Would you please transcribe the records below exactly, leaving out the pictures?

---------- WORKING DATA

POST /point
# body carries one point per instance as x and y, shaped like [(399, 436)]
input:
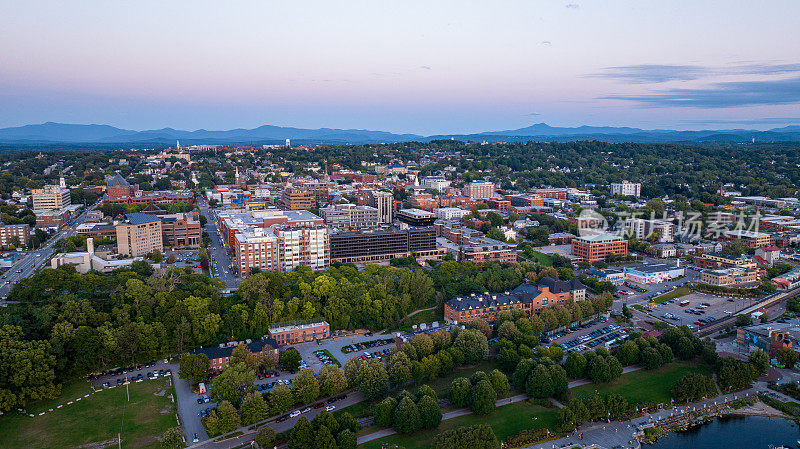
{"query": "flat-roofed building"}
[(349, 216), (596, 247), (17, 234), (384, 202), (626, 188), (653, 273), (479, 190), (450, 213), (376, 245), (290, 333), (139, 235), (416, 217), (294, 198), (51, 198), (181, 230), (712, 260)]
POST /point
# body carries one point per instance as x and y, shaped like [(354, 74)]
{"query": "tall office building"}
[(139, 235), (383, 202), (51, 198)]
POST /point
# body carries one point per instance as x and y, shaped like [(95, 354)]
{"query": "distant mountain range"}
[(109, 136)]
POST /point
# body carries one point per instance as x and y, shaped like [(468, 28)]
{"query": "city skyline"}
[(442, 68)]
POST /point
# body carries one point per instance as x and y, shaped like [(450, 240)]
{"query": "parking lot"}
[(692, 308), (335, 348), (591, 335)]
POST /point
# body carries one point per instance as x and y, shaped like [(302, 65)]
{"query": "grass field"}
[(505, 421), (93, 422), (644, 386), (683, 291)]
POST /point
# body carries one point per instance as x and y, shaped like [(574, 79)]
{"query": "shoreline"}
[(757, 408)]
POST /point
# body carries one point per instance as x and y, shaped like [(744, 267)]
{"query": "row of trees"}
[(424, 357), (647, 352), (480, 391), (408, 413), (324, 431)]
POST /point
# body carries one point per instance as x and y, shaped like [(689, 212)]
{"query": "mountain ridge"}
[(98, 134)]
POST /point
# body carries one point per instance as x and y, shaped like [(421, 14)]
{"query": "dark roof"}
[(216, 352), (554, 285), (139, 218), (524, 294), (117, 179)]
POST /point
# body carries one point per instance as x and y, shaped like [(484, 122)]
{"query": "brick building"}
[(9, 232), (299, 333), (527, 297), (598, 247)]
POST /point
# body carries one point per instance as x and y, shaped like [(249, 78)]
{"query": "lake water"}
[(751, 432)]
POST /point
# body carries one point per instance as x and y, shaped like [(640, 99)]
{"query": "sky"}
[(423, 67)]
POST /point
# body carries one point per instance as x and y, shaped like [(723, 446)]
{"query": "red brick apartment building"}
[(598, 247), (527, 297), (299, 333), (220, 356)]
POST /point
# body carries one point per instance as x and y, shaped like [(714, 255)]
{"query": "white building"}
[(626, 188), (450, 213)]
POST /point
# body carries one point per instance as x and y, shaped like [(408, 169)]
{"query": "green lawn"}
[(644, 386), (683, 291), (442, 384), (505, 421), (94, 422)]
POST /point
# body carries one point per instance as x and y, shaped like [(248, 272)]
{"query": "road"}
[(220, 262), (28, 264), (249, 435)]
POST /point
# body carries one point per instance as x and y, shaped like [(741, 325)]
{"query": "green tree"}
[(302, 435), (194, 367), (172, 439), (324, 438), (459, 391), (539, 383), (482, 398), (331, 380), (253, 409), (760, 361), (384, 412), (346, 439), (306, 388), (786, 357), (265, 438), (235, 382), (281, 399), (473, 345), (289, 359), (406, 416), (575, 364), (499, 383), (373, 381)]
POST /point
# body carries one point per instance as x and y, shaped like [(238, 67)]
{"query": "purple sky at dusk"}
[(410, 66)]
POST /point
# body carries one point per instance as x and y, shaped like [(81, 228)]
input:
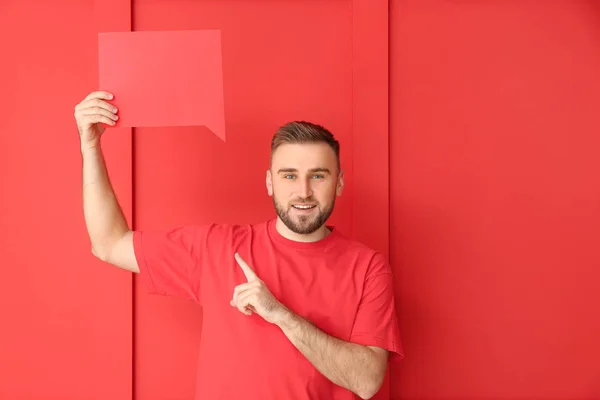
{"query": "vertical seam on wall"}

--------------------

* RESULT *
POST /point
# body carries one point per instance as x and y, shaped like [(399, 436)]
input:
{"query": "flat-roofed building"}
[(349, 216), (596, 247), (17, 234), (384, 202), (626, 188), (653, 273), (479, 190), (450, 213), (376, 245), (290, 333), (139, 235), (416, 217), (294, 198), (51, 198), (181, 230), (712, 260)]
POST /point
# body carries one point per instance as x and y, shaped like [(354, 74)]
{"query": "tall office building"}
[(139, 235), (383, 202), (51, 198)]
POST /point
# body carries one point per instance as x and y, shaped like [(95, 354)]
{"query": "distant mountain range"}
[(109, 136)]
POST /point
# body carries one point per instance as x and y, shaped like [(468, 28)]
{"query": "city skyline"}
[(442, 68)]
POST /point
# body carries one point per instance as x and y, shaped like [(450, 240)]
{"query": "parking lot"}
[(692, 308), (335, 348), (591, 335)]
POST /point
# body carries one point per instance as x and y, shaped like [(302, 65)]
{"query": "grass field"}
[(505, 421), (93, 422), (644, 386), (683, 291)]
POST /point
# body carries one point per instance as x and y, shaped like [(574, 79)]
{"query": "shoreline"}
[(757, 408)]
POST /point
# body carries one point per instance as x and y, shaped like [(744, 267)]
{"query": "row of trees"}
[(424, 357), (647, 352), (480, 391), (408, 413), (324, 431)]
POST /point
# body carries one point per instance as x and y, shaped like [(689, 212)]
{"query": "mountain ridge"}
[(98, 134)]
POST /point
# body carries one point per instance as x and y, shaped like [(421, 14)]
{"query": "dark roof"}
[(216, 352), (554, 285), (139, 218), (524, 294), (117, 179)]
POST /point
# body carries one point per instance as x and y, shaped like [(484, 122)]
{"query": "brick building"}
[(9, 232), (299, 333), (527, 297), (598, 247)]
POST /point
# body carries one point per instance as x and y, shaped like [(249, 78)]
{"query": "lake water"}
[(751, 432)]
POST /point
# body carries one point per instance as x and y, shaped like [(640, 99)]
{"query": "sky"}
[(423, 67)]
POST /point
# body carries one point per instance as x and y, shaped like [(723, 446)]
{"query": "red brick apartment building"}
[(598, 247), (527, 297), (299, 333), (220, 356)]
POST /point
# body carries one point per instance as x and y, shaped like [(714, 255)]
{"query": "white building"}
[(626, 188), (450, 213)]
POST /point
# body carries one point per instance as x and y, shaped like [(408, 169)]
{"query": "green lawn"}
[(644, 386), (683, 291), (442, 384), (505, 421), (94, 422)]
POST /point
# body carries one point per instance as x and y, shaped like [(248, 272)]
{"query": "road"}
[(220, 262), (28, 264), (249, 435)]
POST /point
# body carries one point per instance as x and y, shaped like [(741, 325)]
{"query": "green tree"}
[(302, 435), (194, 367), (172, 439), (324, 438), (459, 391), (539, 383), (482, 398), (331, 380), (253, 409), (760, 361), (384, 412), (346, 439), (306, 388), (786, 357), (265, 438), (235, 382), (281, 399), (473, 345), (289, 359), (406, 416), (575, 364), (499, 383), (373, 381)]
POST /point
# body carries one point per instance as x and y, shaped like [(238, 67)]
{"query": "purple sky at dusk"}
[(410, 66)]
POST /point
# body carries one point per instance as x and y, shaped like [(81, 228)]
input:
{"query": "vertical seam on wall"}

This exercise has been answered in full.